大家都知道真正的大閘蟹來自陽澄湖,雖然現在很多地方都有養。聽說陽澄湖的湖底是碎石而不是淤泥,所以蟹特別的乾淨清甜,如果是其他地方產的蟹很多都會經過化學漂白。
吃螃蟹,尤其是大閘蟹貌似是很多非亞洲人士不能理解的東西 - 可憐的人們啊從小沒有人教他們吃蟹的技巧,從而錯過了這一人間美食。最美的蟹一定要在家裡吃,新鮮的蒸出來,和家人朋友溫馨地圍在一起,蘸著簡單而美味的醬汁,看誰能把蟹肉最完整的剝出來。
老公帶著這幾只比我手掌還大的無激素大閘蟹走進家門的時候我真幸福死了。馬上人道處決了它們(因為不夠花雕灌醉它們就用了快捷的“筷子入嘴”方法),肚皮向上蒸起來(這一點應該和“死蟹不能吃”一樣是常識吧,讓所有的蟹汁都留在殼里使味道更鮮美),旁邊再溫一壺陳年花雕,備上浙醋和細細的薑末。

材料展示 ▸
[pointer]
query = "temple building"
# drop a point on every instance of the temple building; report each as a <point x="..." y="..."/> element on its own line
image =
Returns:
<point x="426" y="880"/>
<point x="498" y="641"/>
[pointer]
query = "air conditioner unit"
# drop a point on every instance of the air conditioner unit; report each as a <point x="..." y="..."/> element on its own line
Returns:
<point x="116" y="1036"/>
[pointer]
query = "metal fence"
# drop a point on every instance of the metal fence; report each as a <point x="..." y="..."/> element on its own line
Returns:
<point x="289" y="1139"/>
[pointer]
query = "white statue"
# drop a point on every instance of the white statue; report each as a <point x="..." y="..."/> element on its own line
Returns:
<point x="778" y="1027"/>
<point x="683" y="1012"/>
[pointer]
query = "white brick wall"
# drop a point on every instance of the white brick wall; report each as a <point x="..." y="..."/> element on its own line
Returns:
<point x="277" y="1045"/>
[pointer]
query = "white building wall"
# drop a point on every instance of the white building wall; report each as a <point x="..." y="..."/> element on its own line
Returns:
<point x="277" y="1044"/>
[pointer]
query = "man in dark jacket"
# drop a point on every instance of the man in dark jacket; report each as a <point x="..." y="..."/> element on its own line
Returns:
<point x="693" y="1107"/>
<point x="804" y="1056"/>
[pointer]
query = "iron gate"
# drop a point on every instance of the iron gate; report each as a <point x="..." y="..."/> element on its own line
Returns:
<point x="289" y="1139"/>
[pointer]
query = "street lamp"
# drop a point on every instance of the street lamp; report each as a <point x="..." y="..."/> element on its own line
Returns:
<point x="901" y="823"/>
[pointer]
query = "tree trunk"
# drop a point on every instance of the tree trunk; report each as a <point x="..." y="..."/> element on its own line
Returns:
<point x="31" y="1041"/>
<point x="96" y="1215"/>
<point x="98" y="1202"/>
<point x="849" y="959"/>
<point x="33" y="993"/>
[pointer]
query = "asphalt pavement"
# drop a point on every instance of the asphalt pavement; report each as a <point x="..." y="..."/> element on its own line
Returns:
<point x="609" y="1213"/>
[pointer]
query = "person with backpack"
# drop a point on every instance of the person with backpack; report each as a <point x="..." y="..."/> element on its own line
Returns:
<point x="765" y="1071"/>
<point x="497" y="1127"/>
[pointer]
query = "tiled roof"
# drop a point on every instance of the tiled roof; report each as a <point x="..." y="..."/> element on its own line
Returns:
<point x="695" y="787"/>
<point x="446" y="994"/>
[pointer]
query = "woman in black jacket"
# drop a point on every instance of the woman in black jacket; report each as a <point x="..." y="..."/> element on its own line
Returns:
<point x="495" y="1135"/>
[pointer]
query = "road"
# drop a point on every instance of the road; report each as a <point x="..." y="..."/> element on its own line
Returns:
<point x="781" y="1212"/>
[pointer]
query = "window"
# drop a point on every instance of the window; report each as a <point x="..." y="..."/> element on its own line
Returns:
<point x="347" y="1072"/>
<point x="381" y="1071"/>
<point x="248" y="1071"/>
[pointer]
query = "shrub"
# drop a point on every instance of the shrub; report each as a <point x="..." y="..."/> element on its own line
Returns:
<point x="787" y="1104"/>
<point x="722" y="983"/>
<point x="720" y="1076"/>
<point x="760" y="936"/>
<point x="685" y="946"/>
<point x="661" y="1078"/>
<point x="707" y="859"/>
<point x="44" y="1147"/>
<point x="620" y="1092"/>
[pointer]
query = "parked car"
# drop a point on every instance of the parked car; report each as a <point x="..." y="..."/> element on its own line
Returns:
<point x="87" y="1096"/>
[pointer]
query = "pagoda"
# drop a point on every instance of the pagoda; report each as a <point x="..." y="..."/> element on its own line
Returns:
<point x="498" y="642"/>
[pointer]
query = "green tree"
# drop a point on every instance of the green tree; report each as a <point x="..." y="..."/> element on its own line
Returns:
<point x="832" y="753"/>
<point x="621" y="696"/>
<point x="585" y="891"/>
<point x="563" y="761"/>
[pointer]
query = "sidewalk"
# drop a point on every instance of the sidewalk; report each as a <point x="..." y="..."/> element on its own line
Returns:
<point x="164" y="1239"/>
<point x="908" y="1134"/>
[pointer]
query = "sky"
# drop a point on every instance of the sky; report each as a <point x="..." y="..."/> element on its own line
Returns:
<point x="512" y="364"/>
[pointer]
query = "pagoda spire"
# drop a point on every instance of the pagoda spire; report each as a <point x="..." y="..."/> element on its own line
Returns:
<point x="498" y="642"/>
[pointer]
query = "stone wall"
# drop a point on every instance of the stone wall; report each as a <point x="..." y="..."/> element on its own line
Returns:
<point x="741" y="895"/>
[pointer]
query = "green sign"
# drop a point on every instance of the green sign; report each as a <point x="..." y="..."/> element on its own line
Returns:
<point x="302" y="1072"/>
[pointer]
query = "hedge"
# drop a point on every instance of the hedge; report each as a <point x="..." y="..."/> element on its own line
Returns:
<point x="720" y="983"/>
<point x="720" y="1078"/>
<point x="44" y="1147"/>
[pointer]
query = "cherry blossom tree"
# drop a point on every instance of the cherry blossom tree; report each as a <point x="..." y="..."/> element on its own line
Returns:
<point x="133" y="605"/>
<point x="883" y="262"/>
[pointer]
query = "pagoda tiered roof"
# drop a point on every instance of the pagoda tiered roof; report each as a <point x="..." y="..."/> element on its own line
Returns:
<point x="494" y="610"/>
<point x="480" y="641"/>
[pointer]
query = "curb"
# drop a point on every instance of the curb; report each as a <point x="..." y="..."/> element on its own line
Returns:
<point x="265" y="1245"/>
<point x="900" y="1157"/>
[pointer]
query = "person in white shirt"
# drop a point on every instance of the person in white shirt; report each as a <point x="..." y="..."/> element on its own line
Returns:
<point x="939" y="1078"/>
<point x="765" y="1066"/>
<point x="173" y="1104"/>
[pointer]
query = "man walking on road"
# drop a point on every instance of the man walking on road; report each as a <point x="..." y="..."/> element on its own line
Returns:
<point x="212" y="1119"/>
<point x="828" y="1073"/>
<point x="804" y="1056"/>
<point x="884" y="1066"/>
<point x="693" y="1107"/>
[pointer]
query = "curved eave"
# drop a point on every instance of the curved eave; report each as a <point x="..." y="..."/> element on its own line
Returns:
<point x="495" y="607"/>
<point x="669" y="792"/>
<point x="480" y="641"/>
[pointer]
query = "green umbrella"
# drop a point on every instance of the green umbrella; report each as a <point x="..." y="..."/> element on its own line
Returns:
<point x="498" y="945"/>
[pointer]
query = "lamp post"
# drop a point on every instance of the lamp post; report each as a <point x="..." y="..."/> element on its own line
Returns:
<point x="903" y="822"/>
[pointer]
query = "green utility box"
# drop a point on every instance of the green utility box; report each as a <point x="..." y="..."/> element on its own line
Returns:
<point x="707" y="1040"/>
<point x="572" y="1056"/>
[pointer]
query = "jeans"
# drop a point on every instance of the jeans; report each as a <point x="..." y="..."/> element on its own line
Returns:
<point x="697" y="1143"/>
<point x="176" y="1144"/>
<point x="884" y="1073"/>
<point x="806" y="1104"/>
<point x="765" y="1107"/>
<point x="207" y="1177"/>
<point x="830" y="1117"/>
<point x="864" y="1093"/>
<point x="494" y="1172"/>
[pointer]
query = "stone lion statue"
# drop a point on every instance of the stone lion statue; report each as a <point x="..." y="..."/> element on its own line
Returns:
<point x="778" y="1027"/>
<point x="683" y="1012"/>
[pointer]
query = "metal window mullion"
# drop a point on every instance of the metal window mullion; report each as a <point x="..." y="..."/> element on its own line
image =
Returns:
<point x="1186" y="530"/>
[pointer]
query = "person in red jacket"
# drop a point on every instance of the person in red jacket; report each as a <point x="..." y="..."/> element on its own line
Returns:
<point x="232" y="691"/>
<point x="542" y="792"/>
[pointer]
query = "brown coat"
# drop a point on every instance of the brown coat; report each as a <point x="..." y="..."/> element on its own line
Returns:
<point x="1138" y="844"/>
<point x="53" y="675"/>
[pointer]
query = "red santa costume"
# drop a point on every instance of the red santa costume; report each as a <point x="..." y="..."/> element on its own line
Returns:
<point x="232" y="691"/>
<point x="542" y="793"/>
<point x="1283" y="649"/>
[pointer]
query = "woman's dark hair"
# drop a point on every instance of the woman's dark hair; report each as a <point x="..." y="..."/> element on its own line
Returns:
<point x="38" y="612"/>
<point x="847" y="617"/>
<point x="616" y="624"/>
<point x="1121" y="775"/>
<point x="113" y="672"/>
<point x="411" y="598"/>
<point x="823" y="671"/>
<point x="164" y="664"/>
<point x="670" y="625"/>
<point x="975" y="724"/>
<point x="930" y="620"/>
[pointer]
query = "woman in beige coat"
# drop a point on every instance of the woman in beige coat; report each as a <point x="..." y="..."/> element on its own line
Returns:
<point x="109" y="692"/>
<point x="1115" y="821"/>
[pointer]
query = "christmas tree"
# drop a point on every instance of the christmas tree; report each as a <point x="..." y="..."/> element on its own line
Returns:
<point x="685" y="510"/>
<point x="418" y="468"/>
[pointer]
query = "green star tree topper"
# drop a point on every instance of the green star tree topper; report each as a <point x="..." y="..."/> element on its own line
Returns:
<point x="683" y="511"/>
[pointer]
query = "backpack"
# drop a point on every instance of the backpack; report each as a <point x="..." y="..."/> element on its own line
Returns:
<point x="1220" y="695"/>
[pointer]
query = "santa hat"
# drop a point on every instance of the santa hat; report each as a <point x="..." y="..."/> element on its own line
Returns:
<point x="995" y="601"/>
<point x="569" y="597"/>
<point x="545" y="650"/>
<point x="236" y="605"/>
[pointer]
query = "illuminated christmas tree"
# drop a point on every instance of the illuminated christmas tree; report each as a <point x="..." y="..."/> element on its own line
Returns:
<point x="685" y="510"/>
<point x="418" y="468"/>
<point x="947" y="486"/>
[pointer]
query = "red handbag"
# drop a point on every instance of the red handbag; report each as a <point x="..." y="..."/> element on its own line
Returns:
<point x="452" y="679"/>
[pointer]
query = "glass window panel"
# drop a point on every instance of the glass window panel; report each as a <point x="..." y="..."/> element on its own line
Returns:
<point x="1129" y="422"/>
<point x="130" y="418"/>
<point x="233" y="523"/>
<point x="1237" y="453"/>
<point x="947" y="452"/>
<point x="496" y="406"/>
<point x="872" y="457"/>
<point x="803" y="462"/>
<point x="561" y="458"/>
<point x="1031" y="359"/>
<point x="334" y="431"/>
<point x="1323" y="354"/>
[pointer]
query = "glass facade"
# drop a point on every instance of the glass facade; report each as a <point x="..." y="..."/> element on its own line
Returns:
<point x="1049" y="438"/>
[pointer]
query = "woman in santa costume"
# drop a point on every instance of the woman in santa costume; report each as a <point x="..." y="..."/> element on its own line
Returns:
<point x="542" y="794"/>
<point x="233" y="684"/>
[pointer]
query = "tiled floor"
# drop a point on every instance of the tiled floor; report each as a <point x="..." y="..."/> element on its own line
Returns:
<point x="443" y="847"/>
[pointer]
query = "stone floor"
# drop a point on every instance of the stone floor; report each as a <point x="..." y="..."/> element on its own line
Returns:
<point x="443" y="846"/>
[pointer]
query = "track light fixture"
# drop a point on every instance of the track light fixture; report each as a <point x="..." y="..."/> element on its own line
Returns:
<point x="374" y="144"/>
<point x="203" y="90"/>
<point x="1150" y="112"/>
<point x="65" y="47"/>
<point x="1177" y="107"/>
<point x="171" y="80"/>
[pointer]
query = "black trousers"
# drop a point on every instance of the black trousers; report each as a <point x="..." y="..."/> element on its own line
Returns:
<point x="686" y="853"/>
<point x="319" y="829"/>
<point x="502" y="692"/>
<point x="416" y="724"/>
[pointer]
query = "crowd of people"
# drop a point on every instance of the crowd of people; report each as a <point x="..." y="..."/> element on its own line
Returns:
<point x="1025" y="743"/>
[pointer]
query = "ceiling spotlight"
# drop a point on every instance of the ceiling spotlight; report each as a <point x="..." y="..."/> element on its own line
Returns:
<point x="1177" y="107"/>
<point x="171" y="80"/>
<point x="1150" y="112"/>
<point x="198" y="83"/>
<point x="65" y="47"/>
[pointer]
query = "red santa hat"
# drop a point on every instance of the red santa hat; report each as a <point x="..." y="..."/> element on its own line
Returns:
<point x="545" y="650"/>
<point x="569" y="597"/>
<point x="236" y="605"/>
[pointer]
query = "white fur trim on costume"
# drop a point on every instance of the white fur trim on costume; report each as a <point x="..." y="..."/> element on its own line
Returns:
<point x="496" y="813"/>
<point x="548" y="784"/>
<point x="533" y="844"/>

練習題目 ▸
A: 在講大閘蟹的這段文字裡,蒸蟹時蟹身要怎麼擺放?
B: 請從講大閘蟹的這段文字停下之處接著寫下去。

參考答案 ▸
A: 肚皮向上。

B:
蒸蟹:

  • 半瓶 花雕
  • 幾片 薑
  • 幾顆 花椒

水開後蒸15分鐘再悶5分鐘。用花雕來蒸蟹可以驅除蟹的寒氣,讓蟹肉更甜更嫰,蟹黃也沒那麼膩口。這又是一個西方人不能理解的東西:那又黃又膩的膏狀物真能吃嗎?甚至有朋友質疑過那是蟹的便便。事實上那是蟹的性腺,超高蛋白和營養的-當然了膽固醇也高。凡事不宜過量,偶爾吃吃還是好的。
蘸醬汁:

  • 浙醋
  • 細薑末

蟹有4個部位是不能吃的,除了大家都知道的嘴,腦和肺之外,還有胃-就是一顆灰色的四角星形的小東西,處在胸腔中間,有時候還蠻難發現的。不過胃聽說主要是因為寒涼的原因而不要吃,實在不小心吃了也不會怎麼樣。
大閘蟹就是要慢慢剝,慢慢品,就著一小口溫花雕,那個美呀。